Task goal:
Reproduce all of the data exactly, with no line skipped.

Data provided Start Marker

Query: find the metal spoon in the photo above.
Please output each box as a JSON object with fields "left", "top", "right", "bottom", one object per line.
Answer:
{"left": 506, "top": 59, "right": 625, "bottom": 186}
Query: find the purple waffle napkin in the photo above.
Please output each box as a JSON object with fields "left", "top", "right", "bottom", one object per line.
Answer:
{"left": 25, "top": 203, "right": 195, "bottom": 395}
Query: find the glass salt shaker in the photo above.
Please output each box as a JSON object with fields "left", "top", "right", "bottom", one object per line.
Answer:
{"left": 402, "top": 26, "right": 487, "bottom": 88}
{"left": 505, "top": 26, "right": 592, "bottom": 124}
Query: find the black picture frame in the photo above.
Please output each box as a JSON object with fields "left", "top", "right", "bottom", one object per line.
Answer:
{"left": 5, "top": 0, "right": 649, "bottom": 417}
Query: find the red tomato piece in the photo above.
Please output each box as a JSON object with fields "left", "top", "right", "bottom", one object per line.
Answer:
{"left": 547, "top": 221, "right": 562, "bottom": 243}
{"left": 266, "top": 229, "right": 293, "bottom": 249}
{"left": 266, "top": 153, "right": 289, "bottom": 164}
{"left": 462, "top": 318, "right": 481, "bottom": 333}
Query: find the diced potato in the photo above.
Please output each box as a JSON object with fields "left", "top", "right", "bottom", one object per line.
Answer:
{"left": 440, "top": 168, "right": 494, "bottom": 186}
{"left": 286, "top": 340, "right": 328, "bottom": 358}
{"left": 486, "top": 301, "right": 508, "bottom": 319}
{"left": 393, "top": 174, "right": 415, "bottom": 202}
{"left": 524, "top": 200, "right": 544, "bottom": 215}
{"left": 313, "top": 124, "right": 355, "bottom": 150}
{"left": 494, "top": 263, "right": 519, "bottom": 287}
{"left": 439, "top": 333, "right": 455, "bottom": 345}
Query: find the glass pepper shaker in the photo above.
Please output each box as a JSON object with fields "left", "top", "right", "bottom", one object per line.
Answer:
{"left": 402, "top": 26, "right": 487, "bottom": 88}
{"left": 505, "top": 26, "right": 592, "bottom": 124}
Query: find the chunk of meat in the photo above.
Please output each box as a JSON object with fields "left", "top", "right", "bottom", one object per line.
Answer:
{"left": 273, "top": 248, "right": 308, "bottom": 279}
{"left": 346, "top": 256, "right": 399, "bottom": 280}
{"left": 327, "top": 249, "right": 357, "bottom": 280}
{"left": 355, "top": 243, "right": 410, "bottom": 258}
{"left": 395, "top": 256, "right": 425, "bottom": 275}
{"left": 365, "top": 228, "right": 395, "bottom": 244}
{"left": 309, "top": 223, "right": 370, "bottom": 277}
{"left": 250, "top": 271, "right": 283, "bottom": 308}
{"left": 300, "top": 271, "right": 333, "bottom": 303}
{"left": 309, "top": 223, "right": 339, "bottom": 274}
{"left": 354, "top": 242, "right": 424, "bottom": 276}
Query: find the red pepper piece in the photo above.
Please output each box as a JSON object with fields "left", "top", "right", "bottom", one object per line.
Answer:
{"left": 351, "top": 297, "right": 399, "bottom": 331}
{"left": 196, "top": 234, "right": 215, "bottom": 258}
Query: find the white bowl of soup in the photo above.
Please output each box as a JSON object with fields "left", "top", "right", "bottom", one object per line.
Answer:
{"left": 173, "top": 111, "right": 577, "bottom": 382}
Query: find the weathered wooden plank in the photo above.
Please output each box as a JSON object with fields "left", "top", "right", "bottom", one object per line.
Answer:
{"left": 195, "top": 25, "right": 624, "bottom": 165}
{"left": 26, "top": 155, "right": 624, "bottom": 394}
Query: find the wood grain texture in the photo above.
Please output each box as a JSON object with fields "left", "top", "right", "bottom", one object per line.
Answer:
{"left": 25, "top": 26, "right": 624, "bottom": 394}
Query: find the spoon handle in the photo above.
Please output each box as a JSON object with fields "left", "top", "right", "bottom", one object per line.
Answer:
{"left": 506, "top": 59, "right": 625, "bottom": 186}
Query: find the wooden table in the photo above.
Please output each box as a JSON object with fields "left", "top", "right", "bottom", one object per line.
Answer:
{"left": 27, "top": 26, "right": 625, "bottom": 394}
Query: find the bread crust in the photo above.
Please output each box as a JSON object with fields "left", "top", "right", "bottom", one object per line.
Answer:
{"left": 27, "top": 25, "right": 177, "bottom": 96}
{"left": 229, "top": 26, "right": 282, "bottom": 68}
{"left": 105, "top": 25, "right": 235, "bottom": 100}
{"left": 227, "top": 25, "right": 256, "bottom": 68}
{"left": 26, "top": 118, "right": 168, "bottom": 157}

Data provided End Marker

Task solution:
Query: find the metal spoon in the photo above.
Please output each box as a JSON object with fields "left", "top", "right", "bottom", one object per line.
Answer:
{"left": 506, "top": 59, "right": 625, "bottom": 186}
Query: find the purple waffle napkin in the photo above.
Please output each box as a JSON object with fields "left", "top", "right", "bottom", one object per line.
Answer:
{"left": 25, "top": 203, "right": 195, "bottom": 395}
Query: find the glass salt shaker in the photo above.
Please output each box as a JSON object with fields "left", "top", "right", "bottom", one object per line.
Answer:
{"left": 402, "top": 26, "right": 487, "bottom": 88}
{"left": 505, "top": 26, "right": 592, "bottom": 124}
Query: find the black picture frame in the photo above.
Please output each box as a JSON object with fields "left", "top", "right", "bottom", one object per line.
Answer:
{"left": 5, "top": 0, "right": 649, "bottom": 417}
Query: find the red tomato piece in the photo above.
Please output each box as a JSON object with fields "left", "top", "right", "bottom", one object per line.
Answer:
{"left": 547, "top": 221, "right": 562, "bottom": 243}
{"left": 266, "top": 229, "right": 293, "bottom": 249}
{"left": 266, "top": 153, "right": 289, "bottom": 164}
{"left": 462, "top": 318, "right": 481, "bottom": 333}
Query: find the diced potato in the photo above.
Please output each box as a JSON object with fields "left", "top", "right", "bottom", one object per line.
Answer:
{"left": 440, "top": 168, "right": 494, "bottom": 186}
{"left": 286, "top": 340, "right": 328, "bottom": 358}
{"left": 486, "top": 301, "right": 508, "bottom": 319}
{"left": 393, "top": 174, "right": 415, "bottom": 202}
{"left": 524, "top": 200, "right": 544, "bottom": 215}
{"left": 313, "top": 124, "right": 355, "bottom": 150}
{"left": 494, "top": 263, "right": 519, "bottom": 287}
{"left": 439, "top": 333, "right": 455, "bottom": 345}
Query: find the glass pepper shaker in the photo above.
Please output each box as a JSON object with fields "left", "top", "right", "bottom", one object per line.
Answer:
{"left": 402, "top": 26, "right": 487, "bottom": 88}
{"left": 505, "top": 26, "right": 592, "bottom": 124}
Query: find the chunk of meat in the photo above.
Please output each box as a JSON object with fields "left", "top", "right", "bottom", one object per line.
Answer:
{"left": 273, "top": 248, "right": 308, "bottom": 279}
{"left": 346, "top": 256, "right": 399, "bottom": 280}
{"left": 327, "top": 249, "right": 357, "bottom": 280}
{"left": 355, "top": 243, "right": 410, "bottom": 258}
{"left": 395, "top": 256, "right": 425, "bottom": 275}
{"left": 365, "top": 228, "right": 395, "bottom": 244}
{"left": 309, "top": 223, "right": 370, "bottom": 277}
{"left": 250, "top": 271, "right": 283, "bottom": 308}
{"left": 300, "top": 271, "right": 333, "bottom": 303}
{"left": 309, "top": 223, "right": 339, "bottom": 274}
{"left": 354, "top": 242, "right": 424, "bottom": 276}
Query: find the red pepper piece in the photo above.
Please output each box as a JSON object with fields "left", "top", "right", "bottom", one object per line.
Answer:
{"left": 351, "top": 297, "right": 399, "bottom": 331}
{"left": 196, "top": 234, "right": 215, "bottom": 258}
Query: find the white bowl of soup in the photo above.
Please output each box as a JSON object with fields "left", "top", "right", "bottom", one object per line.
Answer:
{"left": 173, "top": 111, "right": 577, "bottom": 382}
Query: find the weathered wooden plank in the photo above.
Please output each box as a JSON object with fields "left", "top", "right", "bottom", one object per line.
Answer:
{"left": 195, "top": 25, "right": 624, "bottom": 165}
{"left": 26, "top": 155, "right": 624, "bottom": 394}
Query: find the wood grain texture in the photo above.
Please output each box as a JSON object with fields "left", "top", "right", "bottom", one object per line.
Answer:
{"left": 25, "top": 26, "right": 624, "bottom": 394}
Query: find the spoon handle in the photo above.
Please output each box as a JSON object with fields "left", "top", "right", "bottom", one object per line.
Answer:
{"left": 506, "top": 59, "right": 625, "bottom": 186}
Query: find the wooden table in the photo above.
Please output each box as a JSON object with fields "left", "top", "right", "bottom", one object per line.
Answer:
{"left": 27, "top": 26, "right": 625, "bottom": 394}
Query: find the bread crust in the photo above.
Please output each box as a JSON object with fields "left", "top", "right", "bottom", one object per line.
Answer:
{"left": 27, "top": 25, "right": 177, "bottom": 96}
{"left": 229, "top": 26, "right": 282, "bottom": 68}
{"left": 105, "top": 25, "right": 235, "bottom": 100}
{"left": 227, "top": 25, "right": 256, "bottom": 68}
{"left": 26, "top": 118, "right": 168, "bottom": 157}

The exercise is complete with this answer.